TASK OBJECTIVE:
The required output is the line with "positive clicks: (183, 68)" and each line that follows it to the end of the entries below, copied exactly and with nothing added.

=== Section Start ===

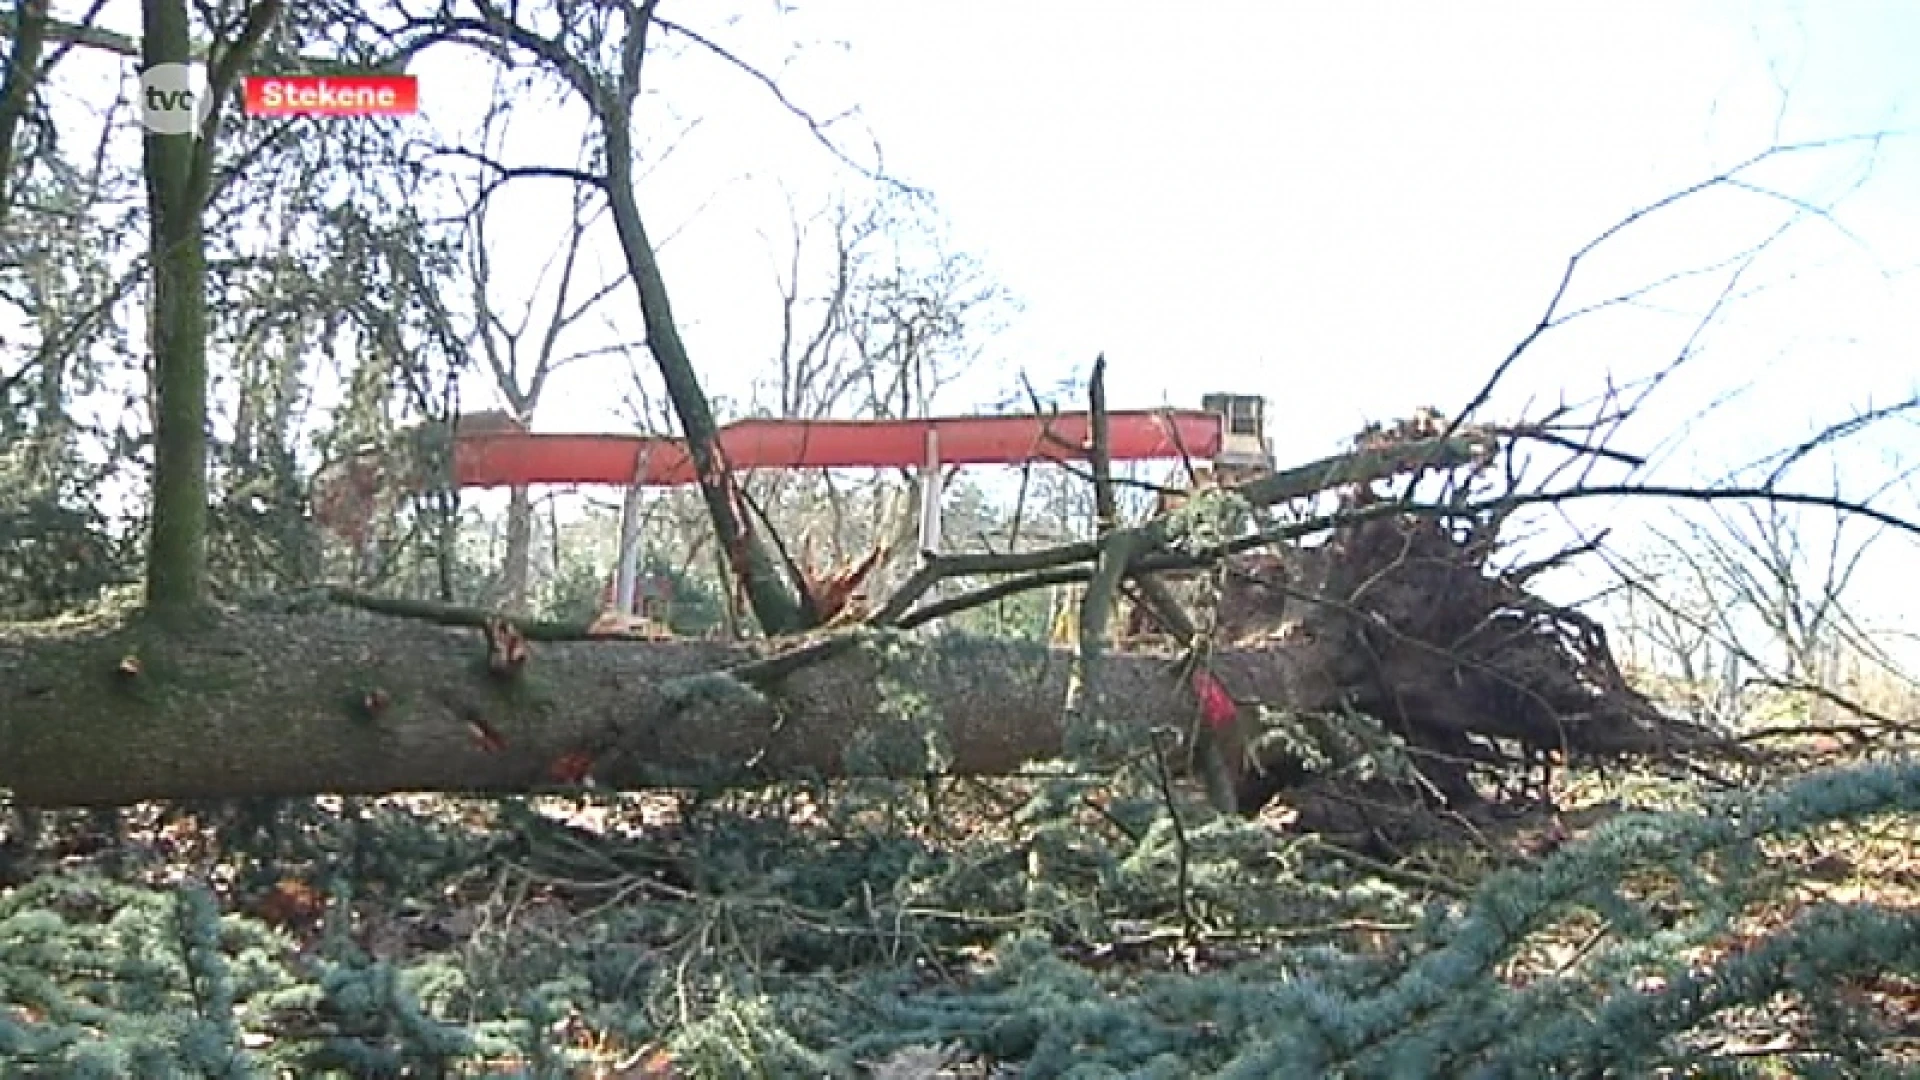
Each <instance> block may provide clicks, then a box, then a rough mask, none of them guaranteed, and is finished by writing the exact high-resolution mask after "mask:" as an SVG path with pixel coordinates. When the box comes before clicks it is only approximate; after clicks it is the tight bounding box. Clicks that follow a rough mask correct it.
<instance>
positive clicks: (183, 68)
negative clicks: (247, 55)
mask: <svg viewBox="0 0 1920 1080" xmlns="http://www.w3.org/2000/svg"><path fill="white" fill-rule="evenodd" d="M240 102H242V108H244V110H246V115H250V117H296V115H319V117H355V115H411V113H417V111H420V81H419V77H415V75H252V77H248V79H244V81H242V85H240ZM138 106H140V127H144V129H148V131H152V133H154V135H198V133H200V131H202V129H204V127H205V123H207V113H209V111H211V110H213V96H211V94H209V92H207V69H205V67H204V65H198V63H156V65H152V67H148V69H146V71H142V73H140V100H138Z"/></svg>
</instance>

=== Section End ===

EXERCISE ANSWER:
positive clicks: (183, 68)
negative clicks: (247, 55)
mask: <svg viewBox="0 0 1920 1080" xmlns="http://www.w3.org/2000/svg"><path fill="white" fill-rule="evenodd" d="M240 102H242V108H244V110H246V115H250V117H296V115H319V117H355V115H411V113H417V111H420V81H419V77H415V75H252V77H248V79H244V81H242V85H240ZM138 106H140V127H144V129H148V131H152V133H154V135H198V133H200V131H202V129H204V127H205V123H207V113H209V111H211V110H213V96H211V94H209V92H207V69H205V67H204V65H198V63H156V65H152V67H148V69H146V71H142V73H140V100H138Z"/></svg>
</instance>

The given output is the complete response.